EXCERPT:

-=-=-=-=-

How Even the Five-Year-Old Participates
When we started, I worried that our youngest would be too little for a family meeting. She was four at the time. I was wrong.
She cannot track a calendar or propose solutions to scheduling conflicts. But she can share her feelings. She can say what she liked and did not like about the week. She can vote on weekend activities. And she can hold the "talking rock" — whoever holds it gets to speak without interruption.
She takes the talking rock very seriously. She holds it with both hands and speaks with the gravity of someone delivering a State of the Union address. It is the best part of my week.
Including her from the beginning taught her that her voice matters. She now expects to be part of decisions that affect her — and honestly, she should be. Even at five.
What Changed in Our Family
I want to be specific because "it helped our communication" sounds like a therapy brochure. Here is what actually changed.
My kids started solving their own conflicts. Last month, my son and daughter had a disagreement about sharing the Xbox. Instead of screaming for me, my son said: "Let us bring this to the family meeting." They did. They worked out a schedule. I did not say a word.
My husband became more involved in the logistics. He used to float above the household management because I handled everything. Now that he hears the calendar review every week, he knows what is happening. He volunteers for things. He remembers things. The family meeting made the invisible labor visible.
I stopped being the sole decision-maker. Before, every decision — what to eat, where to go, who does what — flowed through me. Now, decisions are shared. It sounds small but the relief is enormous. I am no longer the single point of failure for this family's entire operation.
Resentment dropped. Most family resentment comes from feeling unheard or overburdened. The meeting gives everyone a place to be heard and a process for sharing the load. I am not saying we never argue. We absolutely argue. But less, and it resolves faster.
Tips for Starting Your Own
If you want to try this, here are the things I wish I had known at the start.

-=-=-=-=-

LISTED ENTRIES:
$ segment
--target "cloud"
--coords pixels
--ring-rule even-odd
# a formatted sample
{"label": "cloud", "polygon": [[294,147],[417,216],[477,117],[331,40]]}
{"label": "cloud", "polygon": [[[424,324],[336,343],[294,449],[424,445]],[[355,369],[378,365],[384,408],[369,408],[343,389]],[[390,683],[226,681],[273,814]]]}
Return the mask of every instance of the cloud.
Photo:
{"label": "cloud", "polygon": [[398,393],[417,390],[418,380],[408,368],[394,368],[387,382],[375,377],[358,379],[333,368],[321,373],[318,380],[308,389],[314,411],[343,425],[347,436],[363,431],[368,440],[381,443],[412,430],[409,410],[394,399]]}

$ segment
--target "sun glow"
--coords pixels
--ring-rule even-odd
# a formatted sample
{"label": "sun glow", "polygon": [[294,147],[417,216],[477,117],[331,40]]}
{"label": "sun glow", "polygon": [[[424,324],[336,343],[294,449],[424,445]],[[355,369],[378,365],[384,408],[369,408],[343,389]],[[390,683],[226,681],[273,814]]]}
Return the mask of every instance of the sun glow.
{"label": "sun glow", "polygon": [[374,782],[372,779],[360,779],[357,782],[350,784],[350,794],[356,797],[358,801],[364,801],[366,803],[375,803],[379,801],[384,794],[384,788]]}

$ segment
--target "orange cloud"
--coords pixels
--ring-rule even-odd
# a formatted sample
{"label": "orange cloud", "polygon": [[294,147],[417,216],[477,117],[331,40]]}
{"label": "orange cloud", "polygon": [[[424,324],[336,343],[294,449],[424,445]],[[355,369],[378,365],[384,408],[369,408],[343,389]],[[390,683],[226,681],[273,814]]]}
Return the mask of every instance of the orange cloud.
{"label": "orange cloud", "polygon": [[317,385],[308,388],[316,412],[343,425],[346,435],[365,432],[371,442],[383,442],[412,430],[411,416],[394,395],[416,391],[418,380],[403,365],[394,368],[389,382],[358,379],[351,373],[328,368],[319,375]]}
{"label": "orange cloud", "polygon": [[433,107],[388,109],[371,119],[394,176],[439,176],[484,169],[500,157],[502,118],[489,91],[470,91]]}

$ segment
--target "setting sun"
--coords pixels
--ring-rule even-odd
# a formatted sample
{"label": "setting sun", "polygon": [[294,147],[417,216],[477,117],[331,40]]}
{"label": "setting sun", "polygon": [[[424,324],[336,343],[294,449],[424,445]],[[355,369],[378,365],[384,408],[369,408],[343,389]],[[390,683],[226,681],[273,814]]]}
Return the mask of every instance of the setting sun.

-=-=-=-=-

YOUR TASKS:
a. In the excerpt about family meetings, what does holding the "talking rock" allow a person to do?
b. List each change that the family meeting excerpt names under "What Changed in Our Family."

SOLUTION SET:
a. Whoever holds it gets to speak without interruption.

b.
- The kids started solving their own conflicts.
- The husband became more involved in the logistics.
- The writer stopped being the sole decision-maker.
- Resentment dropped.